Rewrite the lines from the start of the records through the line containing "[[202, 161], [197, 259], [204, 259], [209, 165]]", replacing "fence post" with "fence pole" and keeping everything else unchanged. Leave the pictures out of your answer.

RECORD LIST start

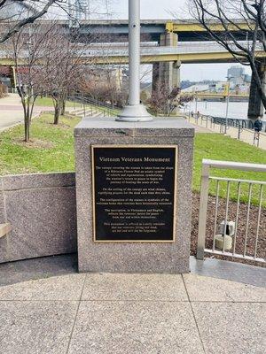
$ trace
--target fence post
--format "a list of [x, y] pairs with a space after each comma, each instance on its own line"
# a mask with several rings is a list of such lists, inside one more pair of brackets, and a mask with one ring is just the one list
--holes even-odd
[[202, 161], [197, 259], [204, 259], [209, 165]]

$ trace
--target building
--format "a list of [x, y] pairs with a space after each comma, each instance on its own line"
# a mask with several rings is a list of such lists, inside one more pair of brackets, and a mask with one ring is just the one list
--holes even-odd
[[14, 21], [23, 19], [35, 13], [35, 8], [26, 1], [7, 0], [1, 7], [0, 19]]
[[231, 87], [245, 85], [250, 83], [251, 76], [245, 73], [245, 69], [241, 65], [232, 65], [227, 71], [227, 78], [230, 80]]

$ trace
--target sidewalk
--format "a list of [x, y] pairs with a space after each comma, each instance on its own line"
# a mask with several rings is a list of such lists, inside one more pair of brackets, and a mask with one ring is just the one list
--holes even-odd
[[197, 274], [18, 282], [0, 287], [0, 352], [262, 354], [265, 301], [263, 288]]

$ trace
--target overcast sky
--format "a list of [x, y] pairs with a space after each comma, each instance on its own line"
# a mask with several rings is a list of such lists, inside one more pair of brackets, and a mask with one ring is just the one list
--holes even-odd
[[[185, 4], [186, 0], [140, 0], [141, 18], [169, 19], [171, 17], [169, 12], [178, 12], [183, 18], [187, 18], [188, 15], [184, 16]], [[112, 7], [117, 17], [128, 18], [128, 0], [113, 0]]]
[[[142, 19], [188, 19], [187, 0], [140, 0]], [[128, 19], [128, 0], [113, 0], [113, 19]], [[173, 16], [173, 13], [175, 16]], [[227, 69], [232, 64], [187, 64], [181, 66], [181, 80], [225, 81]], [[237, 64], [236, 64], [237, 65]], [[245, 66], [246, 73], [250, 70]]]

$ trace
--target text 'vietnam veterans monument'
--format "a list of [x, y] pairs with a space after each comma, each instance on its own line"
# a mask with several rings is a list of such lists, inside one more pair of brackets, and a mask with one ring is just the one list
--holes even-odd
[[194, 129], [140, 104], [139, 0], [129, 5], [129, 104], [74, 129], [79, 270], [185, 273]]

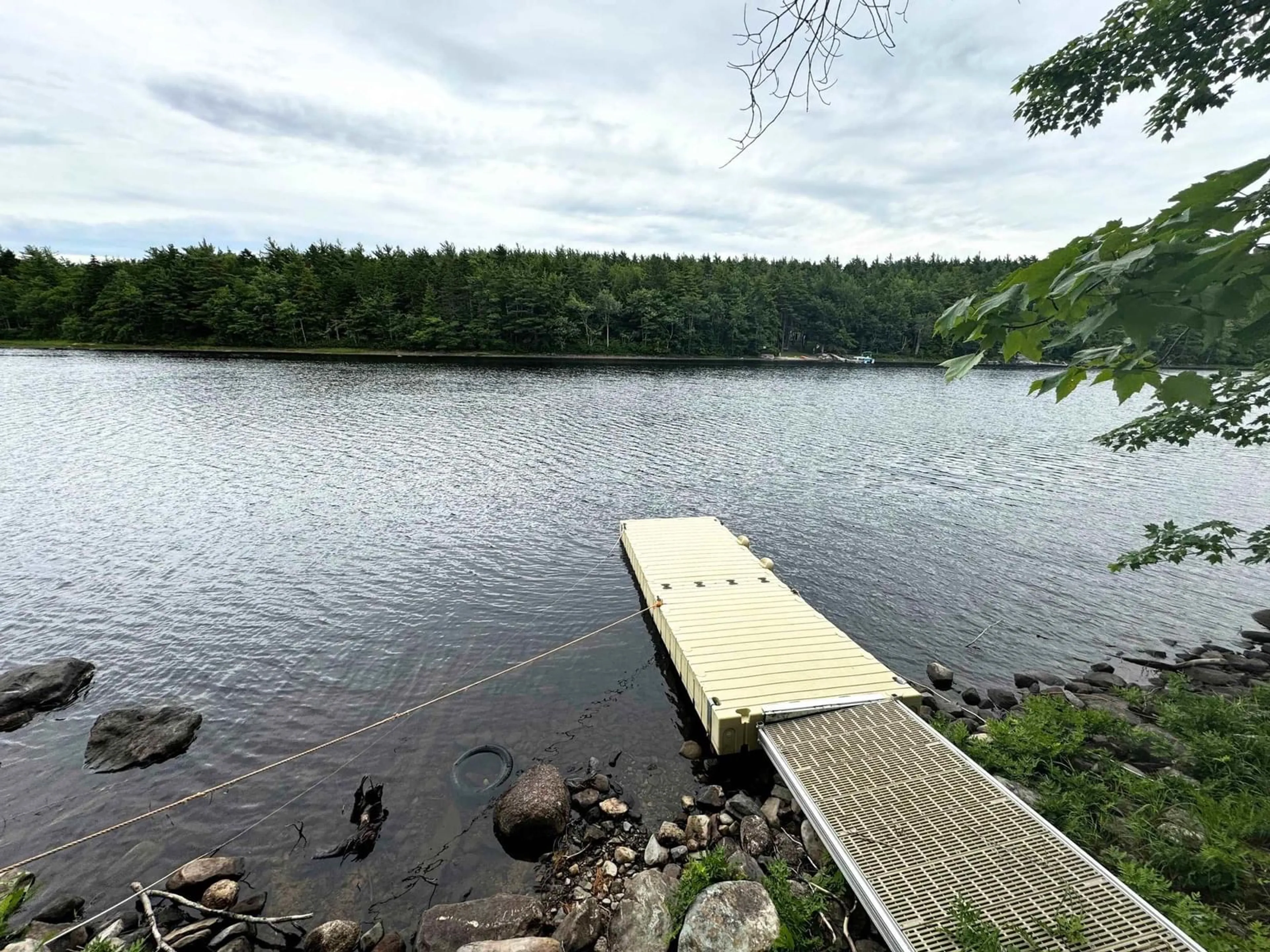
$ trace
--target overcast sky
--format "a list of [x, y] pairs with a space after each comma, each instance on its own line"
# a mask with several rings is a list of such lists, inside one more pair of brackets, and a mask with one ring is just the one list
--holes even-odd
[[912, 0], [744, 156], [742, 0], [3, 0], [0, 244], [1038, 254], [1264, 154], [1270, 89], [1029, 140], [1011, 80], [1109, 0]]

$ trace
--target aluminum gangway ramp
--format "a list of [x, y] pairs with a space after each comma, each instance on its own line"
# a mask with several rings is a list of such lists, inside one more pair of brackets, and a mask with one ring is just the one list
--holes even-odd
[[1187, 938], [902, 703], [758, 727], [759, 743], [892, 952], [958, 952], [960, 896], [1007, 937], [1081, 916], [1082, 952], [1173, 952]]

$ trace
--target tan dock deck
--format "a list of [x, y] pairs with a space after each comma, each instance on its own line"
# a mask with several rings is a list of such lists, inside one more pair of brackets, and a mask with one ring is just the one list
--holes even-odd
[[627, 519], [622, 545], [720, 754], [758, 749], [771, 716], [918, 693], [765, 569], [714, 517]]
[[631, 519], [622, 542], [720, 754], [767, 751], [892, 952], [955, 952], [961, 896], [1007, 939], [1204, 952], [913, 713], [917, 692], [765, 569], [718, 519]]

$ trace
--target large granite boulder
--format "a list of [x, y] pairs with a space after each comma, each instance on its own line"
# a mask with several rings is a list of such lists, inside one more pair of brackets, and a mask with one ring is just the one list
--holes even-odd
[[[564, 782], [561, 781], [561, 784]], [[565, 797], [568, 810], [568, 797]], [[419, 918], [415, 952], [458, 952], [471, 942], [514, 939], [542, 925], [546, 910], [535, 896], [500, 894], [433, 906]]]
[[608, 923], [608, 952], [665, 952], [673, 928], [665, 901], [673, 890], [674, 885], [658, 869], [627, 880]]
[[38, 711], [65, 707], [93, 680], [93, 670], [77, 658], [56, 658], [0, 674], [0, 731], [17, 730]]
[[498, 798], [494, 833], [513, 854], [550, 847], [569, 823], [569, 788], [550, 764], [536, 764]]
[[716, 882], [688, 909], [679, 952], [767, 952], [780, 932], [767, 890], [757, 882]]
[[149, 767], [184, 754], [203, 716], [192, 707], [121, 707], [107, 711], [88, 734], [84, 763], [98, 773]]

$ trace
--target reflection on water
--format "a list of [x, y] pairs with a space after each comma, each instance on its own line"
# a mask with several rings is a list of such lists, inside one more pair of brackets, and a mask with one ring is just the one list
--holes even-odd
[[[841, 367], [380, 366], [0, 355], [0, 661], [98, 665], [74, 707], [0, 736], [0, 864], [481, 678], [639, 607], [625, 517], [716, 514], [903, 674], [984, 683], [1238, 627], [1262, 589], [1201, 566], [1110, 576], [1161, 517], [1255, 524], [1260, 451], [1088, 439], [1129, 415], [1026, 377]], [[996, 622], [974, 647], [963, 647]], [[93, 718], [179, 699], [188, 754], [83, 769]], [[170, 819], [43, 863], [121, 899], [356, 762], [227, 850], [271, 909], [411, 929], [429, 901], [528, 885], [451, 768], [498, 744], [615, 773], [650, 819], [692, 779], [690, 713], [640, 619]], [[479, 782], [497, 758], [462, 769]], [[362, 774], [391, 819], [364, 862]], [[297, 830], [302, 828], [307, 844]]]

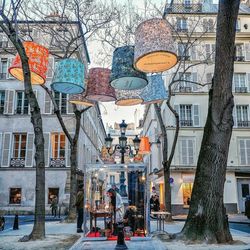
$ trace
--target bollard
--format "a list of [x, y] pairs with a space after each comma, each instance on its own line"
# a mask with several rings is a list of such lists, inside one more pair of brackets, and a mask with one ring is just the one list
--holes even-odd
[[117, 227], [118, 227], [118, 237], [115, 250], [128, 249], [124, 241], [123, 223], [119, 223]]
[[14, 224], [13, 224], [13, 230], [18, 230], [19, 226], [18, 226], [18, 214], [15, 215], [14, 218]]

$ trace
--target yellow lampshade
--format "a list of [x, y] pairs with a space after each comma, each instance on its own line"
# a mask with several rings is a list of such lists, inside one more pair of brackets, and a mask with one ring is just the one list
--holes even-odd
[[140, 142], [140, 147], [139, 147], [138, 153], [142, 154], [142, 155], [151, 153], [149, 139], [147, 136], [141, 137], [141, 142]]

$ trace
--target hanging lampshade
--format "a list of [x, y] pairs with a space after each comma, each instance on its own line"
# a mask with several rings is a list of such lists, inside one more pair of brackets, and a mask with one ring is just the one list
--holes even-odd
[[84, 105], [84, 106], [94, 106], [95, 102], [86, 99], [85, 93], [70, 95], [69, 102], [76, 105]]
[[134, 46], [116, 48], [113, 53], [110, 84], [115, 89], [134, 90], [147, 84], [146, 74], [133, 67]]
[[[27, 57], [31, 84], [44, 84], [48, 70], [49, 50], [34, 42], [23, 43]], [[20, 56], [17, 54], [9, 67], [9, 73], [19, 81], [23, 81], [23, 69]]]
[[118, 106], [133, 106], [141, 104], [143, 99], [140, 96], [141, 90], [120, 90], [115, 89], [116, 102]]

RECORD LIST end

→ RESPONSE TO THE EXERCISE:
$ trace
--target fence pole
--format "a list of [x, y] pairs with a space after each comma, each instance on its own line"
# a mask with several rings is a list of such lists, inside one more pair of brackets, and a mask with one ring is just the one list
--holes even-odd
[[202, 161], [197, 259], [204, 259], [209, 165]]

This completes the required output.